● **What the exercise asks**
Reproduce the material below word for word, everything from the line containing "If you could mark the bare" down through the line containing "Target: bare tree trunk", with both of those lines included.

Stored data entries
####################

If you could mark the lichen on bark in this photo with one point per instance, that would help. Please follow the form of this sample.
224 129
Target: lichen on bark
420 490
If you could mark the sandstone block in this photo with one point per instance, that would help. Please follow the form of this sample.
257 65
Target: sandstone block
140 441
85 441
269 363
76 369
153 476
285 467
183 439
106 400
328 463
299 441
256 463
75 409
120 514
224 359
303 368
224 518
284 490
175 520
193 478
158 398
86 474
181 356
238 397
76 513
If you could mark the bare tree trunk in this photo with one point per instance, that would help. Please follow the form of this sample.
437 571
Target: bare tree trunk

####################

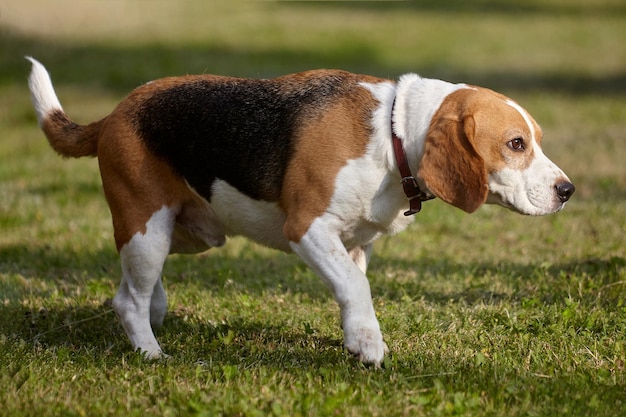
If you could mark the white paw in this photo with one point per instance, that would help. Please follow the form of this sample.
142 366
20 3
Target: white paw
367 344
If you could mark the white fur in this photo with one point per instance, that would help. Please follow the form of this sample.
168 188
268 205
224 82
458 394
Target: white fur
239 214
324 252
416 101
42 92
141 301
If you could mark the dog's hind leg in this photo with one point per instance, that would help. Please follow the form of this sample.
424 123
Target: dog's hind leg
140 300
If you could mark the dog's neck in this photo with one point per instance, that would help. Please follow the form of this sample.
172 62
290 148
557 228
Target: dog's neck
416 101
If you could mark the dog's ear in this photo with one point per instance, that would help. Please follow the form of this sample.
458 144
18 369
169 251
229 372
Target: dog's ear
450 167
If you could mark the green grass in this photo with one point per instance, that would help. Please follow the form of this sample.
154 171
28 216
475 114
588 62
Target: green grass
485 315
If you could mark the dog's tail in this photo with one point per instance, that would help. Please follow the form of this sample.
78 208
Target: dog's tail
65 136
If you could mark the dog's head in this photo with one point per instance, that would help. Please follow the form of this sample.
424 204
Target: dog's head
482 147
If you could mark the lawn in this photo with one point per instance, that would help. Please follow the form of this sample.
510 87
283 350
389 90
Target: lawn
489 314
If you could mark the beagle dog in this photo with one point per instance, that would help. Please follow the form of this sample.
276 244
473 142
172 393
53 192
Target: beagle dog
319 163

####################

● **Solution to this task**
If you could mark the bare tree trunk in this photo with one point per instance, that would help. Please follow the form of this sample.
437 571
Target: bare tree trunk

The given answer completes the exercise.